We can now describe exactly what happens after the invocation takes place.

  1. There are several cases in which the garbage collector is left immediately: when we are already garbage collecting (gc_in_progress), when the garbage collection is somehow forbidden (gc_currently_forbidden), when we are currently displaying something (in_display) or when we are preparing for the armageddon of the whole system (preparing_for_armageddon).
  2. Next the correct frame in which to put all the output occurring during garbage collecting is determined. In order to be able to restore the old display’s state after displaying the message, some data about the current cursor position has to be saved. The variables pre_gc_cursor and cursor_changed take care of that.
  3. The state of gc_currently_forbidden must be restored after the garbage collection, no matter what happens during the process. We accomplish this by record_unwind_protecting the suitable function restore_gc_inhibit together with the current value of gc_currently_forbidden.
  4. If we are concurrently running an interactive xemacs session, the next step is simply to show the garbage collector’s cursor/message.
  5. The following steps are the intrinsic steps of the garbage collector, therefore gc_in_progress is set.
  6. For debugging purposes, it is possible to copy the current C stack frame. However, this seems to be a currently unused feature.
  7. Before actually starting to go over all live objects, references to objects that are no longer used are pruned. We only have to do this for events (clear_event_resource) and for specifiers (cleanup_specifiers).
  8. Now the mark phase begins and marks all accessible elements. In order to start from all slots that serve as roots of accessibility, the function mark_object is called for each root individually to go out from there to mark all reachable objects. All roots that are traversed are shown in their processed order:
  9. Hash tables in XEmacs belong to a kind of special objects that make use of a concept often called ’weak pointers’. To make a long story short, these kind of pointers are not followed during the estimation of the live objects during garbage collection. Any object referenced only by weak pointers is collected anyway, and the reference to it is cleared. In hash tables there are different usage patterns of them, manifesting in different types of hash tables, namely ’non-weak’, ’weak’, ’key-weak’ and ’value-weak’ (internally also ’key-car-weak’ and ’value-car-weak’) hash tables, each clearing entries depending on different conditions. More information can be found in the documentation to the function make-hash-table.

## MATERIAL PROVIDED

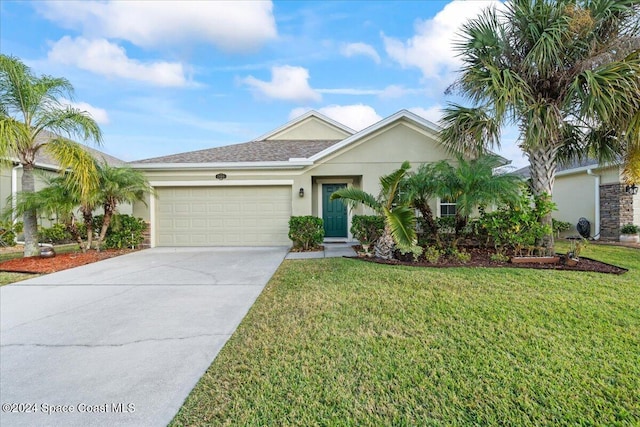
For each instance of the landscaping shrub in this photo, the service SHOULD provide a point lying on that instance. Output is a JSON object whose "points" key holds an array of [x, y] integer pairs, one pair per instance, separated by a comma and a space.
{"points": [[560, 226], [367, 228], [306, 232], [7, 234], [630, 229], [432, 254], [56, 234], [517, 227], [125, 231]]}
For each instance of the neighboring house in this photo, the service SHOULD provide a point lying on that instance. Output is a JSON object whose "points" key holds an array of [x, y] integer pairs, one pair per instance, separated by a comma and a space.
{"points": [[11, 177], [244, 194], [595, 192]]}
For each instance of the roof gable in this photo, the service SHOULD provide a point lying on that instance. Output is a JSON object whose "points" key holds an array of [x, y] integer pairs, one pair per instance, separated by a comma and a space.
{"points": [[310, 127], [420, 122]]}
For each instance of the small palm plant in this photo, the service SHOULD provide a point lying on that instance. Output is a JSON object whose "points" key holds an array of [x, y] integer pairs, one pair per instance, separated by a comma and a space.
{"points": [[399, 218], [118, 185]]}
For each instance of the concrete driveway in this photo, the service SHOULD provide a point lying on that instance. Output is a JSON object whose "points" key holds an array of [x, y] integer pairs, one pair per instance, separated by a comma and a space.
{"points": [[122, 341]]}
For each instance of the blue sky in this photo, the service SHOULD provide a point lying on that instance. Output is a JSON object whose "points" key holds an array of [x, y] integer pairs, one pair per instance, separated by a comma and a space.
{"points": [[163, 77]]}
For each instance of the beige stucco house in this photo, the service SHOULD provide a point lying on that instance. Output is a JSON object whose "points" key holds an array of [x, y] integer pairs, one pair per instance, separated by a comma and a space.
{"points": [[244, 194], [596, 192]]}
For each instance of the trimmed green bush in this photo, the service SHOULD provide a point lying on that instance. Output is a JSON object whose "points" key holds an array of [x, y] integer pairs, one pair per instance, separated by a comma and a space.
{"points": [[630, 229], [7, 234], [367, 228], [306, 232], [55, 234], [125, 231]]}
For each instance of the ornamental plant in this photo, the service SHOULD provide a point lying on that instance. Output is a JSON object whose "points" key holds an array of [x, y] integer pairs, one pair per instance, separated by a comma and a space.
{"points": [[306, 232]]}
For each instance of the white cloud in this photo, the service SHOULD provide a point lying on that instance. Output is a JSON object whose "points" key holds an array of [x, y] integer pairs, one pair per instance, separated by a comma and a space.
{"points": [[433, 114], [431, 48], [352, 49], [99, 114], [230, 26], [287, 83], [357, 116], [108, 59]]}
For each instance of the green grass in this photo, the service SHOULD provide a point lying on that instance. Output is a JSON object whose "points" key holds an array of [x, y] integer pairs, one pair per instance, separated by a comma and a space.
{"points": [[343, 342]]}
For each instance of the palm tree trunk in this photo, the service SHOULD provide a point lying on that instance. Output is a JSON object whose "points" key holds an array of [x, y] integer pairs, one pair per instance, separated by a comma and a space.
{"points": [[385, 244], [427, 216], [106, 221], [87, 216], [543, 170], [30, 219]]}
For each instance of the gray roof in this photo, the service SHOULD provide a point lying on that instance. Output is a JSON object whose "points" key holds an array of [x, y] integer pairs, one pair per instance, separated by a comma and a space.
{"points": [[526, 173], [254, 151]]}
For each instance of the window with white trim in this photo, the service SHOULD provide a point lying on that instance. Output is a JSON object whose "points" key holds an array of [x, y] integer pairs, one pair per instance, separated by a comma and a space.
{"points": [[447, 207]]}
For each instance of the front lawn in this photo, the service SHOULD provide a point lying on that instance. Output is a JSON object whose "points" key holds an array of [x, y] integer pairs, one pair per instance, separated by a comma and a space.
{"points": [[343, 342]]}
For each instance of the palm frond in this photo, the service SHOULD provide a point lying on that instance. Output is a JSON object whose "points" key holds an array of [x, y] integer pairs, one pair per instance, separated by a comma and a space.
{"points": [[402, 223], [468, 131], [72, 156], [354, 197]]}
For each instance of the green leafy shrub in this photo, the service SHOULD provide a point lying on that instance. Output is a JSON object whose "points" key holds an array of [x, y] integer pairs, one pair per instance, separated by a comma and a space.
{"points": [[460, 256], [7, 234], [560, 226], [56, 234], [499, 257], [517, 226], [432, 254], [630, 229], [125, 231], [415, 252], [367, 228], [306, 232]]}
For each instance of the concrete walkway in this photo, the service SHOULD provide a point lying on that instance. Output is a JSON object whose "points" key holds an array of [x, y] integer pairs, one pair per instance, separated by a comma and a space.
{"points": [[122, 341], [331, 250]]}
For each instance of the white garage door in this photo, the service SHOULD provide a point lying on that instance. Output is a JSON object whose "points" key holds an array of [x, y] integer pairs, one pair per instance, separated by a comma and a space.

## PROBLEM
Using the passage on XEmacs garbage collection, answer:
1. Which two variables save data about the current cursor position?
2. For which two kinds of objects are references to unused objects pruned before the collector goes over all live objects?
3. The documentation of which function offers more information on hash tables?
The rows above are separate material with no connection to the passage on XEmacs garbage collection.

## WRITTEN REPLY
1. pre_gc_cursor and cursor_changed
2. Events (clear_event_resource) and specifiers (cleanup_specifiers)
3. make-hash-table